Work instructions: In the data below, count how many lines contain "directional" and give that number by itself.

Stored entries
- - - - -
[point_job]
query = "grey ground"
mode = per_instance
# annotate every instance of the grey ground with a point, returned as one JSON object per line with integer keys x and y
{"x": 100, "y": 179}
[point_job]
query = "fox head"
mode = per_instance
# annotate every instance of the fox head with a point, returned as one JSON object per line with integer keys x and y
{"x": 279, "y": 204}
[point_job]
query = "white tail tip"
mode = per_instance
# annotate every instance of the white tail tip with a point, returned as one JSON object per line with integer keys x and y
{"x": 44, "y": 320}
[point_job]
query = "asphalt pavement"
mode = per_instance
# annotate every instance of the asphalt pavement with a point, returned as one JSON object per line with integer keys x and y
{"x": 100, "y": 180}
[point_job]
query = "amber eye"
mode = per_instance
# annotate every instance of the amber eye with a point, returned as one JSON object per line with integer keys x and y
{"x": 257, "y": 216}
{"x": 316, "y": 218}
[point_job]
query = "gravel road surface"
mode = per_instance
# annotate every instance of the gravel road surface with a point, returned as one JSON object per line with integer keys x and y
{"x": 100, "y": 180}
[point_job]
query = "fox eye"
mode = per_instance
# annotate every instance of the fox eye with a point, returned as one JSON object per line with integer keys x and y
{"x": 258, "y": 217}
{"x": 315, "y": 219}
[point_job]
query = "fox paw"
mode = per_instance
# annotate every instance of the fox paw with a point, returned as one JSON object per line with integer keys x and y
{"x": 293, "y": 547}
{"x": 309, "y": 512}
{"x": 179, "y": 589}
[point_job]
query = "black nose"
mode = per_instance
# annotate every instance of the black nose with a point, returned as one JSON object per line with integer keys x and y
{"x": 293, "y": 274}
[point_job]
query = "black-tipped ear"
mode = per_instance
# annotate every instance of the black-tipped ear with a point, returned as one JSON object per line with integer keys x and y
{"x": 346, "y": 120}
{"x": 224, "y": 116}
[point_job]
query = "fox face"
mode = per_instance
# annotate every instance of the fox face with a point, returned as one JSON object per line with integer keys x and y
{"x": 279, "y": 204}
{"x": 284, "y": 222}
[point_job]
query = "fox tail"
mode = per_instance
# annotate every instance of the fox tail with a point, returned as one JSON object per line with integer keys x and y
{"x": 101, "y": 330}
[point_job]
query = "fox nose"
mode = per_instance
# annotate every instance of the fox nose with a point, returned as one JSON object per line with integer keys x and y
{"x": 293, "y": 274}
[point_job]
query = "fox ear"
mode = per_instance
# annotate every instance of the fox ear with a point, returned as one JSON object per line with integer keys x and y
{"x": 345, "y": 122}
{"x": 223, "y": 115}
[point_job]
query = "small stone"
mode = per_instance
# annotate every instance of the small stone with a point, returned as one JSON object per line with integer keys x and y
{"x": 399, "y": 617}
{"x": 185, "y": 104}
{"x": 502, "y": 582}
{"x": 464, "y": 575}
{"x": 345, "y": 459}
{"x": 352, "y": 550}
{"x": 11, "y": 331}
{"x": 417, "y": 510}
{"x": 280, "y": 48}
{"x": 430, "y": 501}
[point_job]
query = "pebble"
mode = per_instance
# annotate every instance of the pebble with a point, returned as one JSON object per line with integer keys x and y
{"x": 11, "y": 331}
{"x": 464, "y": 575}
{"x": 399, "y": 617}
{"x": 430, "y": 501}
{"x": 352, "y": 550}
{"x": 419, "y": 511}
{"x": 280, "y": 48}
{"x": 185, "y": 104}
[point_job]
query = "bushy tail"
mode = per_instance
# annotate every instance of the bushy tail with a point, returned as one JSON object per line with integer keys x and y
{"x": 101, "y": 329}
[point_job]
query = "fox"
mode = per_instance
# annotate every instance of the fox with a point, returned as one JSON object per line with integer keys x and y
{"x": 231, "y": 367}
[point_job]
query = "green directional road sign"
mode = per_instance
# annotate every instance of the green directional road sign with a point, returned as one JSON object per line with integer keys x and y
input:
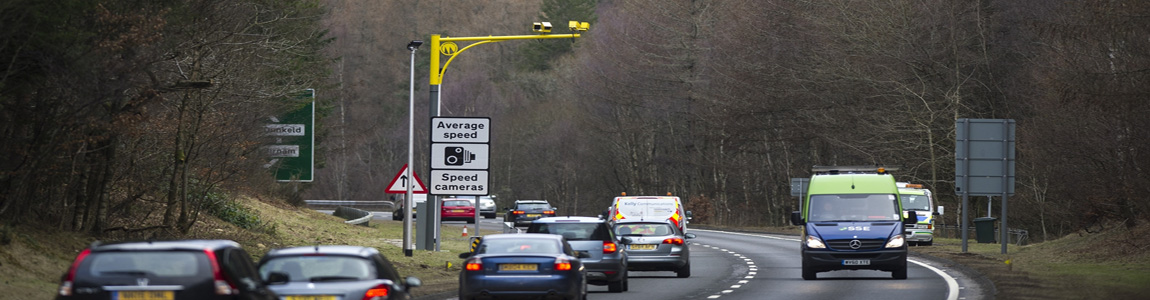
{"x": 292, "y": 148}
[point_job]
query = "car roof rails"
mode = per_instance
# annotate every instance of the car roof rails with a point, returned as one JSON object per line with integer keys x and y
{"x": 851, "y": 169}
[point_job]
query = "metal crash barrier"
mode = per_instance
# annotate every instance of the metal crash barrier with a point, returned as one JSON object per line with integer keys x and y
{"x": 354, "y": 216}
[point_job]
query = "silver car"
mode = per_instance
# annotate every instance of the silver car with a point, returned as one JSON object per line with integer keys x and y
{"x": 607, "y": 262}
{"x": 656, "y": 246}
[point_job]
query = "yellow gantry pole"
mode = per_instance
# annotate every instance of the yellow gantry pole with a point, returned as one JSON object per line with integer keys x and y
{"x": 429, "y": 222}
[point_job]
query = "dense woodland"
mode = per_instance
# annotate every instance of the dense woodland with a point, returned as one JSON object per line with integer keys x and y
{"x": 144, "y": 115}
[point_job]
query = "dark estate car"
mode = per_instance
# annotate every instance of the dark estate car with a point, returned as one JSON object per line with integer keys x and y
{"x": 522, "y": 266}
{"x": 165, "y": 270}
{"x": 607, "y": 262}
{"x": 330, "y": 272}
{"x": 527, "y": 210}
{"x": 656, "y": 246}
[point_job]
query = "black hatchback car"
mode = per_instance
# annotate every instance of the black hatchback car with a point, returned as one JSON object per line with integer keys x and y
{"x": 165, "y": 270}
{"x": 330, "y": 272}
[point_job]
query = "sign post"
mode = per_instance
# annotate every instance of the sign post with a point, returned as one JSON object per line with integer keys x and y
{"x": 293, "y": 150}
{"x": 460, "y": 158}
{"x": 984, "y": 164}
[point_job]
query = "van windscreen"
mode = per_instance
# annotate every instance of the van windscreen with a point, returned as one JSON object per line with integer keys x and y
{"x": 852, "y": 207}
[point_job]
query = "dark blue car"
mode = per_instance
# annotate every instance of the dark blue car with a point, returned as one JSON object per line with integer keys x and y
{"x": 523, "y": 266}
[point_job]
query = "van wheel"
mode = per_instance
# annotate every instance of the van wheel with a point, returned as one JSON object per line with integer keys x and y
{"x": 685, "y": 271}
{"x": 901, "y": 274}
{"x": 615, "y": 286}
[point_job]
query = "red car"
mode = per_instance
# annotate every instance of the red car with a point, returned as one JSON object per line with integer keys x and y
{"x": 458, "y": 209}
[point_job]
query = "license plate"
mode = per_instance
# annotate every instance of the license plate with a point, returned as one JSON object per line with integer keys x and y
{"x": 643, "y": 246}
{"x": 146, "y": 295}
{"x": 856, "y": 262}
{"x": 518, "y": 267}
{"x": 323, "y": 297}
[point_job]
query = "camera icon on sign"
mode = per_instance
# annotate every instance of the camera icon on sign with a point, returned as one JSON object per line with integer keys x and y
{"x": 457, "y": 155}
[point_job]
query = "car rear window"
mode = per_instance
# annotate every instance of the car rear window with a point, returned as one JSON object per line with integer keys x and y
{"x": 501, "y": 246}
{"x": 152, "y": 264}
{"x": 573, "y": 231}
{"x": 326, "y": 268}
{"x": 457, "y": 202}
{"x": 534, "y": 206}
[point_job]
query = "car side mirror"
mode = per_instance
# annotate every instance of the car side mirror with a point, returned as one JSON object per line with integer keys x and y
{"x": 910, "y": 217}
{"x": 797, "y": 218}
{"x": 277, "y": 278}
{"x": 413, "y": 282}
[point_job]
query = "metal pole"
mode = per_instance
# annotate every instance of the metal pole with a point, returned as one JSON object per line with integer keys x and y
{"x": 1006, "y": 156}
{"x": 434, "y": 208}
{"x": 966, "y": 181}
{"x": 408, "y": 202}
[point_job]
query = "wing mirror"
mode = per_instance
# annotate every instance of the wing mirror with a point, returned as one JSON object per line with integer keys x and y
{"x": 277, "y": 278}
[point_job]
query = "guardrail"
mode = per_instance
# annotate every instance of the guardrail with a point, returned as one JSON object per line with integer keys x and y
{"x": 351, "y": 202}
{"x": 354, "y": 216}
{"x": 1016, "y": 236}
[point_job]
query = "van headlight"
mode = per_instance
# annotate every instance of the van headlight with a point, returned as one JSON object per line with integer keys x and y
{"x": 896, "y": 241}
{"x": 814, "y": 243}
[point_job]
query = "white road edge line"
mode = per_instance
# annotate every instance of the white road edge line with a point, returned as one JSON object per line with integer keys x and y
{"x": 951, "y": 283}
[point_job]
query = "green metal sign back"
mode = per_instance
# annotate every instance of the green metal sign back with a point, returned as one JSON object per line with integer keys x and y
{"x": 292, "y": 151}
- - - - -
Task response: 2